■ STATED TASK
Return, word for word, every line that follows.

[Dataset records]
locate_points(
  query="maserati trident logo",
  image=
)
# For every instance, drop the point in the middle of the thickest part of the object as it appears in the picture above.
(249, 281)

■ OUTPUT BELOW
locate_points(
  query="maserati trident logo",
  image=
)
# For every instance, drop the point in the middle of the thickest part of the object as it appears in the picture above.
(249, 281)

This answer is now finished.